◆ Задания ◆
A: Выпишите из отрывка о смерти и старении все предложения, где встречается слово «смерть» в любой форме.
B: Пожалуйста, верните без изменений фрагмент отрывка о смерти и старении от слов «Итак, смерть индивида» до слов «вопрос: должна ли?» включительно.

◆ Цитируемый отрывок ◆

-----

Итак, смерть индивида – факт незыблемый и исключений не являющий. Он имманентен живой природе и, если угодно, биологичен, поскольку смерть (естественная, конечно) – закономерное следствие физиологической инволюции организма: снижения отдельных его функций, отказа ряда систем – всего того, что в обиходе зовется старением. И это ясно: по принципу рифмы, если есть развитие – от момента оплодотворения яйцеклетки до половозрелости, то старение – от периода выполнения репродуктивного, то есть видового, предназначения до смерти – быть также обязано. Ну, и дальше: если есть программа индивидуального развития особи, ее онтогенеза (а такая жесткая генетическая программа существует), то, по принципу рифмы опять же, должна быть и генетическая программа старения. Вот тут-то и возникает вопрос: должна ли?

-----

Данные о референтных выражениях
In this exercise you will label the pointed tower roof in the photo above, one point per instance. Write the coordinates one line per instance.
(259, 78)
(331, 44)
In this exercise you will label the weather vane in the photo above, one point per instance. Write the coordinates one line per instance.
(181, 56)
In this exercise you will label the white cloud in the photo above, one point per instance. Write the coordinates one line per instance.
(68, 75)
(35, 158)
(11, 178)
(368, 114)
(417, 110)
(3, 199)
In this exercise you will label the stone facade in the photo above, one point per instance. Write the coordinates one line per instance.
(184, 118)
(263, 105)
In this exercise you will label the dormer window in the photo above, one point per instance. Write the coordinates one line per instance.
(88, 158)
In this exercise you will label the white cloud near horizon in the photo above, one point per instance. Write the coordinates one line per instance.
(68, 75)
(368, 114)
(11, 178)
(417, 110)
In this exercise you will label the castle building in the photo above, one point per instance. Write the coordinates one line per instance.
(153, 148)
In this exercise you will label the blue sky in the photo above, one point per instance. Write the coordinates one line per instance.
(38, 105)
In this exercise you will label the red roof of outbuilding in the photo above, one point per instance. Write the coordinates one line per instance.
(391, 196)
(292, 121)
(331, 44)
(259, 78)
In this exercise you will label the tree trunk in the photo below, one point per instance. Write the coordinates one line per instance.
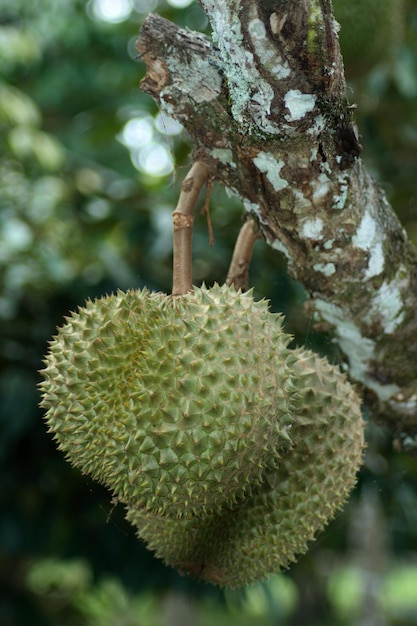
(265, 104)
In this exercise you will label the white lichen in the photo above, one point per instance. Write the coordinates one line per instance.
(268, 165)
(251, 95)
(298, 104)
(312, 228)
(339, 199)
(369, 237)
(224, 155)
(328, 269)
(200, 80)
(359, 350)
(387, 303)
(320, 188)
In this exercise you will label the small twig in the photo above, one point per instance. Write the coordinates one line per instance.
(183, 227)
(206, 210)
(238, 276)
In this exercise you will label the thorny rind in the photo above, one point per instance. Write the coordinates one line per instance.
(266, 107)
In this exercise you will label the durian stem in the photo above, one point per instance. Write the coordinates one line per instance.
(182, 281)
(238, 276)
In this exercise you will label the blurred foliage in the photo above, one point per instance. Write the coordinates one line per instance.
(89, 175)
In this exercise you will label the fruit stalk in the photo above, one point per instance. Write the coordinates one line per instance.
(238, 275)
(183, 228)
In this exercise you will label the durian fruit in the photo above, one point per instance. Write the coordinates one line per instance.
(178, 405)
(271, 528)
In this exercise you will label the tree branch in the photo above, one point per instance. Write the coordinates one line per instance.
(266, 106)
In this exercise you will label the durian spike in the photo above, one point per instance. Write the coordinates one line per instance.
(238, 275)
(183, 227)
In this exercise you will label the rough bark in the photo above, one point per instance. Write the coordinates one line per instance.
(265, 103)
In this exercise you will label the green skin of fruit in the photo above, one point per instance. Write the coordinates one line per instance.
(178, 405)
(275, 525)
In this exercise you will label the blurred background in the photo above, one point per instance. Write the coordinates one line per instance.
(89, 174)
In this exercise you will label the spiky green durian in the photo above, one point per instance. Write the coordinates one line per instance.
(178, 405)
(274, 526)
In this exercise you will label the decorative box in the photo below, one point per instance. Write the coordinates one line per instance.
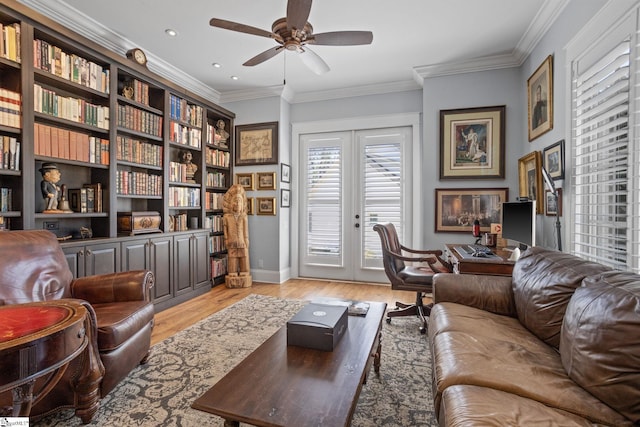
(132, 223)
(318, 326)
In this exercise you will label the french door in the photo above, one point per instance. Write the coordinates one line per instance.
(352, 180)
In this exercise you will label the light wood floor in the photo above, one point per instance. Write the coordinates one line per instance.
(177, 318)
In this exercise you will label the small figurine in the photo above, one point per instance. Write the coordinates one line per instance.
(49, 186)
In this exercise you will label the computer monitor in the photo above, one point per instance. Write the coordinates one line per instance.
(519, 222)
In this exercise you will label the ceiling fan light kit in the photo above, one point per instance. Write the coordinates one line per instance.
(294, 33)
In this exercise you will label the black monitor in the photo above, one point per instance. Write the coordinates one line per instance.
(519, 222)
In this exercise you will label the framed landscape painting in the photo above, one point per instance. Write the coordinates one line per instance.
(457, 209)
(472, 143)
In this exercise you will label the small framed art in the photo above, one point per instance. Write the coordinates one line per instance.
(266, 180)
(540, 99)
(266, 205)
(257, 144)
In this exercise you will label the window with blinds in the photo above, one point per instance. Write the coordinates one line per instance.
(604, 177)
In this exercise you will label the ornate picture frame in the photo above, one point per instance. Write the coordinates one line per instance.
(266, 180)
(266, 205)
(246, 180)
(457, 209)
(530, 179)
(540, 99)
(472, 143)
(553, 160)
(257, 144)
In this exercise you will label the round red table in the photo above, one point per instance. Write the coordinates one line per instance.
(36, 340)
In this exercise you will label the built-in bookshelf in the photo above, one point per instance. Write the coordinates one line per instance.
(117, 132)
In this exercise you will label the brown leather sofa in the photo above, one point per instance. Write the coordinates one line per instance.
(34, 268)
(558, 343)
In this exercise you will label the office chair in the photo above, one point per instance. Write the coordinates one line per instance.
(409, 278)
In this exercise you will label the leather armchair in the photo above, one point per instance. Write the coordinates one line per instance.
(34, 268)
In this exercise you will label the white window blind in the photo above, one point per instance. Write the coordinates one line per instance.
(603, 226)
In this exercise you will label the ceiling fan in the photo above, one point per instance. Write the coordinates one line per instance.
(294, 33)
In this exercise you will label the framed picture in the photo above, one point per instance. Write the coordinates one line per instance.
(257, 144)
(285, 198)
(266, 180)
(246, 180)
(266, 205)
(250, 208)
(530, 179)
(551, 207)
(285, 172)
(540, 99)
(472, 143)
(553, 160)
(457, 209)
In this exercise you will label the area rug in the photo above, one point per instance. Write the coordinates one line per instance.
(183, 367)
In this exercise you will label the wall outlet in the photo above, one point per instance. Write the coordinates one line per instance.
(50, 225)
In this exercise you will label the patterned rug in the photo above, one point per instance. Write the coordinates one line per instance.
(183, 367)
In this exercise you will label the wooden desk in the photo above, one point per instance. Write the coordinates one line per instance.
(39, 340)
(280, 385)
(497, 266)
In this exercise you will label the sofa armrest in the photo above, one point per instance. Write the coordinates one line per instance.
(114, 287)
(489, 293)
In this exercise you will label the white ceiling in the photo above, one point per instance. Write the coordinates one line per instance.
(412, 39)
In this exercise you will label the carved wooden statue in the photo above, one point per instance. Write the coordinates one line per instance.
(236, 237)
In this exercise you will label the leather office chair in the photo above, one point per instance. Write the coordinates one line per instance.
(408, 277)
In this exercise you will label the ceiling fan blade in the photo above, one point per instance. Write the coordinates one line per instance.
(342, 38)
(313, 61)
(260, 58)
(241, 28)
(298, 13)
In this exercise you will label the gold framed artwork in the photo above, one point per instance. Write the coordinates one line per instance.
(257, 144)
(540, 99)
(472, 143)
(457, 209)
(530, 179)
(266, 205)
(266, 180)
(245, 180)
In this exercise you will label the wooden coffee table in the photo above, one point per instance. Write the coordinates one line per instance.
(280, 385)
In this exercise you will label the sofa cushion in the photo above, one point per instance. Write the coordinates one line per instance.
(600, 341)
(543, 282)
(119, 322)
(475, 347)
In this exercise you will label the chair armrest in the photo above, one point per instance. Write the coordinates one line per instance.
(485, 292)
(114, 287)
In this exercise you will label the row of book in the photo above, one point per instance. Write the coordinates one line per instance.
(10, 47)
(69, 66)
(86, 199)
(218, 266)
(216, 244)
(6, 197)
(66, 144)
(213, 201)
(136, 90)
(9, 153)
(214, 223)
(131, 183)
(216, 179)
(136, 151)
(77, 110)
(181, 134)
(215, 157)
(183, 197)
(10, 108)
(180, 109)
(139, 120)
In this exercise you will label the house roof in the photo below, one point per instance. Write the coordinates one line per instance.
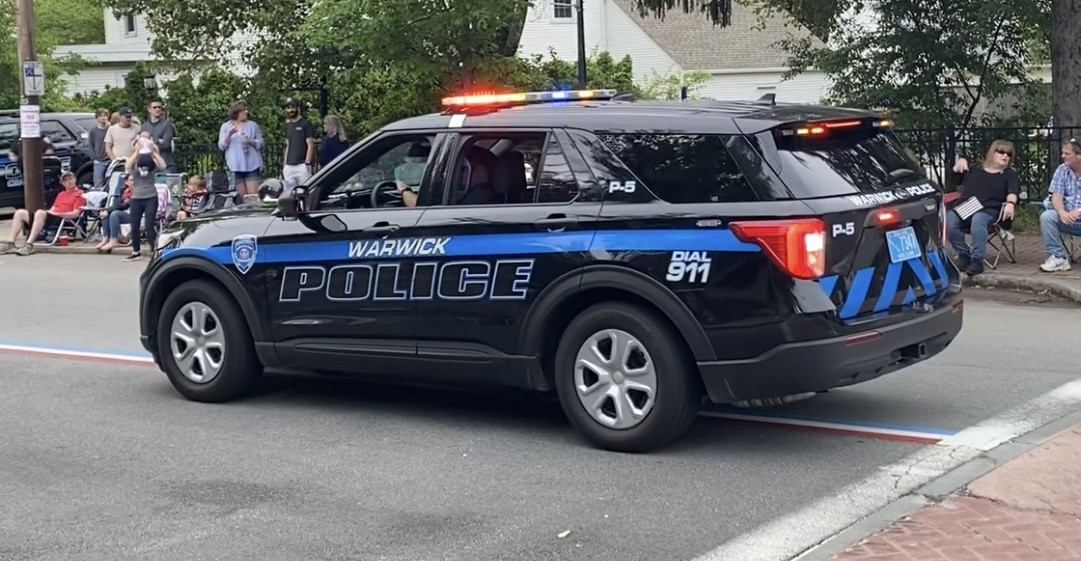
(695, 43)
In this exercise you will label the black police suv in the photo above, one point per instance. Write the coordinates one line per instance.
(661, 255)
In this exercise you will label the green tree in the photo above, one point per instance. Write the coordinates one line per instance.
(59, 22)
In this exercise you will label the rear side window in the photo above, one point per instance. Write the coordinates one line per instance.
(683, 168)
(844, 162)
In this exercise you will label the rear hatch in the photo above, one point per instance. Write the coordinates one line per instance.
(884, 219)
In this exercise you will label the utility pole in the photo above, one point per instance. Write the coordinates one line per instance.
(32, 82)
(582, 47)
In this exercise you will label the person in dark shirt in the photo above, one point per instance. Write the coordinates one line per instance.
(96, 138)
(162, 131)
(989, 195)
(299, 145)
(334, 139)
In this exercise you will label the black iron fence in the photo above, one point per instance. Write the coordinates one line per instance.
(1037, 151)
(1038, 154)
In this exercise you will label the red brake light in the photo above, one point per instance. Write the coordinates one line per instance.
(888, 216)
(796, 245)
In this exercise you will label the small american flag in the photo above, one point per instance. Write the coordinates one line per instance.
(966, 209)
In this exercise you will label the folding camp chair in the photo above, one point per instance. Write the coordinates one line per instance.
(1000, 240)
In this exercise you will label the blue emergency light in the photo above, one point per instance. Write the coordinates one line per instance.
(526, 97)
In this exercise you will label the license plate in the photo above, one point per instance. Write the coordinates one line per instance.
(903, 244)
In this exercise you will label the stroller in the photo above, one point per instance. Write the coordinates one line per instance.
(99, 198)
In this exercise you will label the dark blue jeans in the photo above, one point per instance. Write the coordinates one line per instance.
(978, 224)
(144, 209)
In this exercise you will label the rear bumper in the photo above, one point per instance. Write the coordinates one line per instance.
(822, 364)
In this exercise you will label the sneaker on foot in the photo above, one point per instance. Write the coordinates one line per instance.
(1055, 264)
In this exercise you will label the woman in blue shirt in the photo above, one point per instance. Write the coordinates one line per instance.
(334, 139)
(241, 139)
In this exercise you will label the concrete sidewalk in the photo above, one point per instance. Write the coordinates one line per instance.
(1029, 508)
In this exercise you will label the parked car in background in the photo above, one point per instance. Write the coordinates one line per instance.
(69, 133)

-----

◆ Ответы ◆
A:
Итак, смерть индивида – факт незыблемый и исключений не являющий.
Он имманентен живой природе и, если угодно, биологичен, поскольку смерть (естественная, конечно) – закономерное следствие физиологической инволюции организма: снижения отдельных его функций, отказа ряда систем – всего того, что в обиходе зовется старением.
И это ясно: по принципу рифмы, если есть развитие – от момента оплодотворения яйцеклетки до половозрелости, то старение – от периода выполнения репродуктивного, то есть видового, предназначения до смерти – быть также обязано.

B:
Итак, смерть индивида – факт незыблемый и исключений не являющий. Он имманентен живой природе и, если угодно, биологичен, поскольку смерть (естественная, конечно) – закономерное следствие физиологической инволюции организма: снижения отдельных его функций, отказа ряда систем – всего того, что в обиходе зовется старением. И это ясно: по принципу рифмы, если есть развитие – от момента оплодотворения яйцеклетки до половозрелости, то старение – от периода выполнения репродуктивного, то есть видового, предназначения до смерти – быть также обязано. Ну, и дальше: если есть программа индивидуального развития особи, ее онтогенеза (а такая жесткая генетическая программа существует), то, по принципу рифмы опять же, должна быть и генетическая программа старения. Вот тут-то и возникает вопрос: должна ли?